== Task A ==
Decide whether each statement (i)–(iii) agrees with the Hacker News thread on GPT-4 Turbo's lazy coding below. Answer yes or no for each, and quote the deciding words of the thread. (i) The benchmark was built from 89 methods found in 9 open source Python repos. (ii) The other laziness metrics showed little correlation with the AST size tests. (iii) The commenter who uses gpt4-turbo through the API has run into the lazy behavior many times a day.
== Task B ==
Extend the Hacker News thread on GPT-4 Turbo's lazy coding, picking up right after its last sentence.
─── Document extract ───
Hacker News new | ask | show | jobs
by omalled 861 days ago
Can you say in one or two sentences what you mean by “lazy at coding” in this context?
3 comments

Short answer: Rather than fully writing code, GPT-4 Turbo often inserts comments like "... finish implementing function here ...". I made a benchmark based on asking it to refactor code that provokes and quantifies that behavior.

Longer answer:

I found that I could provoke lazy coding by giving GPT-4 Turbo refactoring tasks, where I ask it to refactor a large method out of a large class. I analyzed 9 popular open source python repos and found 89 such methods that were conceptually easy to refactor, and built them into a benchmark [0].

GPT succeeds on this task if it can remove the method from its original class and add it to the top level of the file with appropriate changes to the size of the abstract syntax tree. By checking that the size of the AST hasn't changed much, we can infer that GPT didn't replace a bunch of code with a comment like "... insert original method here...". The benchmark also gathers other laziness metrics like counting the number of new comments that contain "...". These metrics correlate well with the AST size tests.

[0] https://github.com/paul-gauthier/refactor-benchmark

I use gpt4-turbo through the api many times a day for coding. I have encountered this behavior maybe once or twice period. It was never an issue that didn’t make sense as essentially the model summarizing and/or assuming some shared knowledge (that was indeed known to me).

This, and people generally saying that chatGPT has been intentionally degraded, are just super strange for me. I believe it’s happening but it’s making me question my sanity. What am I doing to get decent outputs? Am I simply not as picky? I treat every conversion as though it needs to be vetted because it does regardless of how good the model is. I only trust output from the model that I am a subject matter expert on or in a closely adjacent field. Otherwise I treat it much like an internet comment - useful for surfacing curiosities but requires vetting.

IMO it is because there is a huge stochastic element to all this.
─── Extracted data ───
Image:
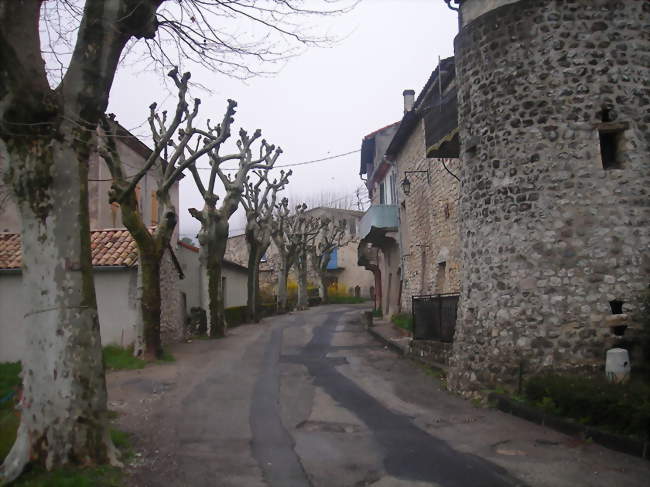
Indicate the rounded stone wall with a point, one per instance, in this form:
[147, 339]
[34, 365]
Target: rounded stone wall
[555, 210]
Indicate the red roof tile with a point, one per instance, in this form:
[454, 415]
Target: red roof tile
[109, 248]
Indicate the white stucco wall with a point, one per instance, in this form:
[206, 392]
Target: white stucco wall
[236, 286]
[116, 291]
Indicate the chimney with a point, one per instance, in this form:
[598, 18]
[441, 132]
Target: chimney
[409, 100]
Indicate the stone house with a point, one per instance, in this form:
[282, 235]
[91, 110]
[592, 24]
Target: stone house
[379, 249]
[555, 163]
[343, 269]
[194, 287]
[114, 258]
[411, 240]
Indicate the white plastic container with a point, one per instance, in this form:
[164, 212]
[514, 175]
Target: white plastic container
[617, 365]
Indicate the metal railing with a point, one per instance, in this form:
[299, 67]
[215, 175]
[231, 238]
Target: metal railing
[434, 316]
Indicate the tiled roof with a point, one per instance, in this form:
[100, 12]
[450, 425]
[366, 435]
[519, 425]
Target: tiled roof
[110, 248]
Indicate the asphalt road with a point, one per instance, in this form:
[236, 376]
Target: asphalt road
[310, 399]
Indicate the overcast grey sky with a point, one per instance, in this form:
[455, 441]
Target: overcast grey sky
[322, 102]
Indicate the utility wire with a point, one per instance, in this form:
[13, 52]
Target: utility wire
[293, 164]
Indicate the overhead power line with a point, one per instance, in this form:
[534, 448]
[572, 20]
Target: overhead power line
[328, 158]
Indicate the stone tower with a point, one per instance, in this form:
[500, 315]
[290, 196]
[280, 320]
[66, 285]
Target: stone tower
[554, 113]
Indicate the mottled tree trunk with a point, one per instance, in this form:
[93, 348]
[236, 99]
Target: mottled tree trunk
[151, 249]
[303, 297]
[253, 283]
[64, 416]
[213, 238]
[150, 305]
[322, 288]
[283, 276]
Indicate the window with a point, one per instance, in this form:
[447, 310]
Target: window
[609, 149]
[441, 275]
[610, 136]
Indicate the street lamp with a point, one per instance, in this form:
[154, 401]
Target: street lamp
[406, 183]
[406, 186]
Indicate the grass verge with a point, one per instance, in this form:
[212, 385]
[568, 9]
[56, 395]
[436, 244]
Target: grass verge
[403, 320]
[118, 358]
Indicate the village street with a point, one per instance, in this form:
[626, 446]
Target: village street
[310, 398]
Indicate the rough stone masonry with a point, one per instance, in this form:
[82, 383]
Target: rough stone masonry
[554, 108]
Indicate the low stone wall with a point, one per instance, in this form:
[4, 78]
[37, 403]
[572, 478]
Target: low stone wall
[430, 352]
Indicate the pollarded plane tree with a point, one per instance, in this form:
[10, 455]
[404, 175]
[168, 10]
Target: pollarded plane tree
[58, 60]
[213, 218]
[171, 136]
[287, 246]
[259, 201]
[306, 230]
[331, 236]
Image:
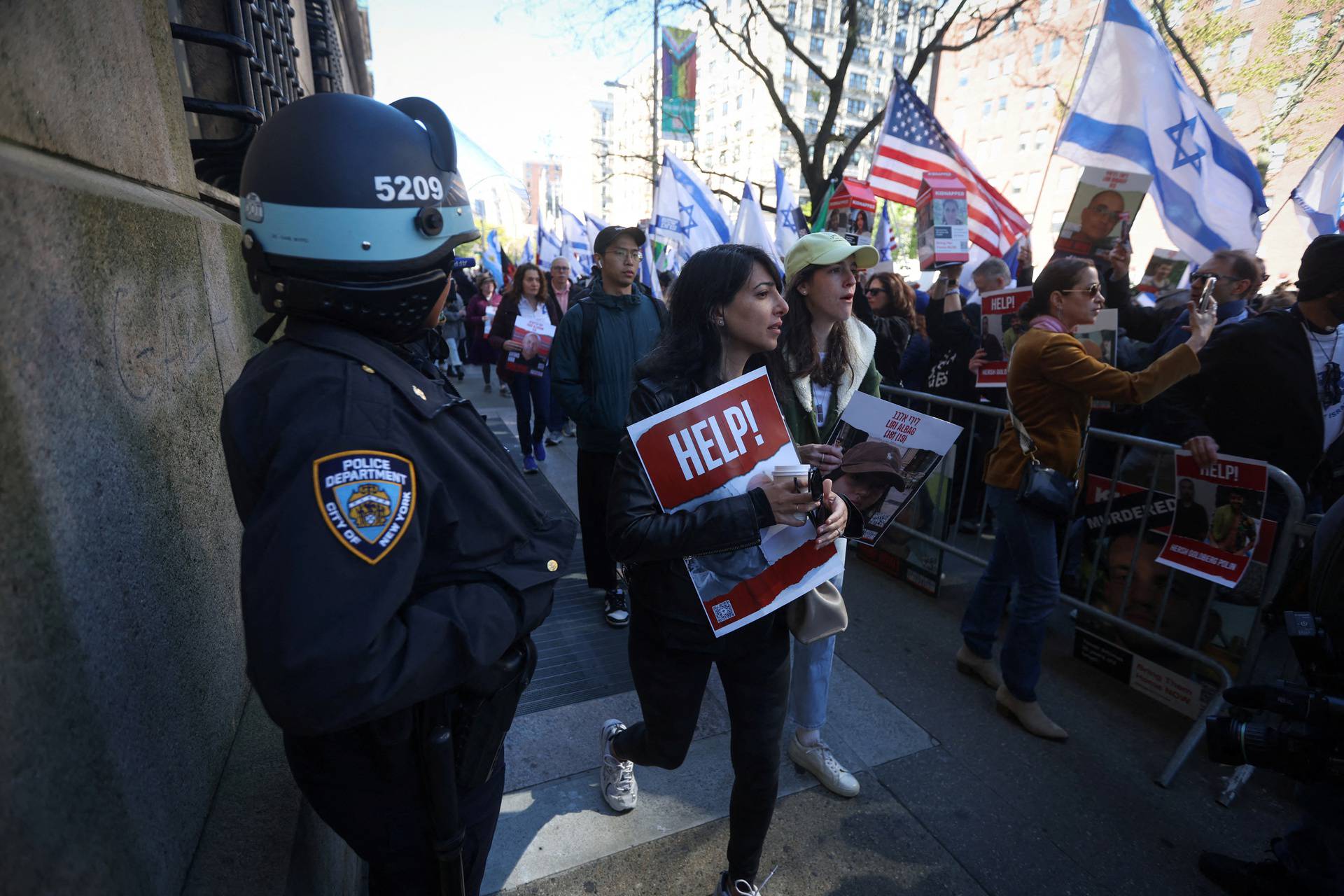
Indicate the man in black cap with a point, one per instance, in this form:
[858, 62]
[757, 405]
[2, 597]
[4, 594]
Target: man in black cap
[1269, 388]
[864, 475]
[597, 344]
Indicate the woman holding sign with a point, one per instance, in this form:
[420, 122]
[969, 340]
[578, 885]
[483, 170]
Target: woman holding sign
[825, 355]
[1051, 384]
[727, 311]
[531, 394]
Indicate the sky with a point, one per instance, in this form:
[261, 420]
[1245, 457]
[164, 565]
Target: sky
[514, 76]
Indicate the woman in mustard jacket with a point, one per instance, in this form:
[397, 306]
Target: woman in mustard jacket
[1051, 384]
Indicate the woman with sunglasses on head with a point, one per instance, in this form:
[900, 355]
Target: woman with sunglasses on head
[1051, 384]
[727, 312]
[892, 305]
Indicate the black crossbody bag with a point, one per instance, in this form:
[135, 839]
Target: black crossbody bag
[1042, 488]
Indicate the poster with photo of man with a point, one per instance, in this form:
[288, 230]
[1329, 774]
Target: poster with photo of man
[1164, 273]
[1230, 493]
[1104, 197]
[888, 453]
───
== Answer section A ==
(i) Yes: "I analyzed 9 popular open source python repos and found 89 such methods that were conceptually easy to refactor, and built them into a benchmark [0]."
(ii) No: "These metrics correlate well with the AST size tests."
(iii) No: "I have encountered this behavior maybe once or twice period."

== Answer section B ==
If we were all flipping coins there would be people claiming that coins only come up tails. There would be nothing they were doing though to make the coin come up tails. That is just the streak they had.

Some days I get lucky with chatGPT4 and some days I don't.

It is also ridiculous how we talk about this as if all subjects and context presented to chatGPT4 are going to be uniform in output. One word difference in your own prompt might change things completely while trying to accomplish exactly the same thing. Now scale that to all the people talking about chatGPT with everyone using it for something different.

I whenever the chatGPT gets lazy with the coding for example //make sure to implement search function .... I feed its own comments and code as prompt :you make sure to implement the search function and so on has been working for me
> I use gpt4-turbo through the api many times a day for coding.

Why this instead of GPT-4 through the web app? And how do you actually use it for coding, do you copy and paste your question into a python script, which then calls the OpenAI API and spits out the response?

Not the op, but I also use it through API (specifically MacGPT). My initial justification was that I would save by only paying for what I use, instead of a flat $20/mo, but now it looks like I’m not even saving much.
I use it fairly similarly via a discord bot I've written. This lets me share usage w/ some friends (although has some limitations compared to the openai chatGPT app).
I have a bunch of code I need to refactor, and also write tests for. (I guess I should make the tests before the refactor). How do you do a refactor with GPT-4? Do you just dump the file in to the chat window? I also pay for github copilot, but not GPT-4. Can I use copilot for this?

Any advice appreciated!

> Do you just dump the file in to the chat window?

Yes, along with what you want it to do.

> I also pay for github copilot, but not GPT-4. Can I use copilot for this?

Not that I know of. CoPilot is good at generating new code but can't change existing code.

GitHub Copilot Chat (which is part of Copilot) can change existing code. The UI is that you select some code, then tell it what you want. It returns a diff that you can accept or reject. https://docs.github.com/en/copilot/github-copilot-chat/about...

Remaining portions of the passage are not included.